- Things to do
**A)** Transcribe the passage from the essay "Will I Find My Age?", starting with "She responded with" and going on through "I understand why.".
**B)** Write the next part of the essay "Will I Find My Age?", picking up right after its final sentence.

Will I Find My Age? - The Sunday Edition
Very clearly not acting my advanced age, St. Andrews, Scotland.

We were in Westport, Ireland, and I was really, really sick. I’m not sure what the illness was, but it hit me like a freight train and I was some stalled truck on the tracks, I don’t even think it tapped the brakes, I don’t think it even saw me sitting there, headlights powered off and me frantically trying to start it up again. After a few days of just absolute physical decimation and headaches that kept me up the entire night, I finally started to rise through the fog of it all and was able to join Sarah for some food, and it was there, in some pub restaurant sitting by a window, that I asked Sarah a question that she immediately laughed at, but it’s a question I’d wanted to ask a thousand times before, only never did. I asked her,

“Do you ever look out, when we’re on these far-away trips, and wonder if people are watching us and thinking ‘where are their parents?! How are they here alone?’

She responded with an immediate and emphatic No, that she had never once had that thought, and that I was probably way, way too old to be having it myself. Still, I thought to myself, and think it now, I keep wondering that, everywhere I go, everything I do, and I think now I understand why.

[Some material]
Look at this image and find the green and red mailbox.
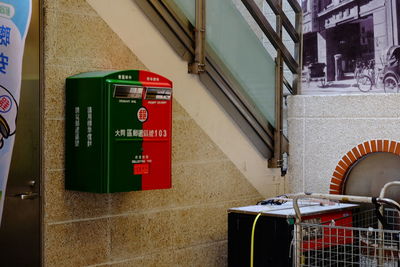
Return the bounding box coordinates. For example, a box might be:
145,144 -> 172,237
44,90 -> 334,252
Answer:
65,70 -> 172,193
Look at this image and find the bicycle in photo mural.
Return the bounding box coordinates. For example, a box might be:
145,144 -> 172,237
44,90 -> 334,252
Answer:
354,46 -> 400,93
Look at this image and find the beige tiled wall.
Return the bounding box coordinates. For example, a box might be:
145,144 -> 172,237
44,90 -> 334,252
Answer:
43,0 -> 260,267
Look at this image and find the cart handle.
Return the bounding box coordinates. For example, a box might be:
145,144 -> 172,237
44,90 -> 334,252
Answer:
289,193 -> 400,223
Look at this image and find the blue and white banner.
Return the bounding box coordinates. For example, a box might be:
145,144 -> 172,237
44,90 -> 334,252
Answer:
0,0 -> 32,222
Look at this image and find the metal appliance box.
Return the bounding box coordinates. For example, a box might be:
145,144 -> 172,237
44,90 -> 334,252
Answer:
228,201 -> 358,267
65,70 -> 172,193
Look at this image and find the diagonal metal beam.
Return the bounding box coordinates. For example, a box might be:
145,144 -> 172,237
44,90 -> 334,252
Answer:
286,0 -> 303,14
241,0 -> 298,73
266,0 -> 300,43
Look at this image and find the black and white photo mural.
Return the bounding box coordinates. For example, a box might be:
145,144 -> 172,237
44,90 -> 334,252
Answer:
301,0 -> 400,94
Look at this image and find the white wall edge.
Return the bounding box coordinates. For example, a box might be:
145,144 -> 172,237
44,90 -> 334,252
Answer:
87,0 -> 284,197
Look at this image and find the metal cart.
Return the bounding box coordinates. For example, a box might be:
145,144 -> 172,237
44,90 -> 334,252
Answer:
292,182 -> 400,267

- Results of the exercise
**A)**
She responded with an immediate and emphatic No, that she had never once had that thought, and that I was probably way, way too old to be having it myself. Still, I thought to myself, and think it now, I keep wondering that, everywhere I go, everything I do, and I think now I understand why.

**B)**
I still feel like a kid, if I’m honest, and I don’t think I ever stopped feeling that way.

I mean it when I say this, and I don’t speak these words in some form of hyperbole or comedic inflation, I offer them up because they are the only true words I know to say of this, and I say them because I am hopeful that someone, somewhere, just might agree.

Share this with someone who DOES agree?!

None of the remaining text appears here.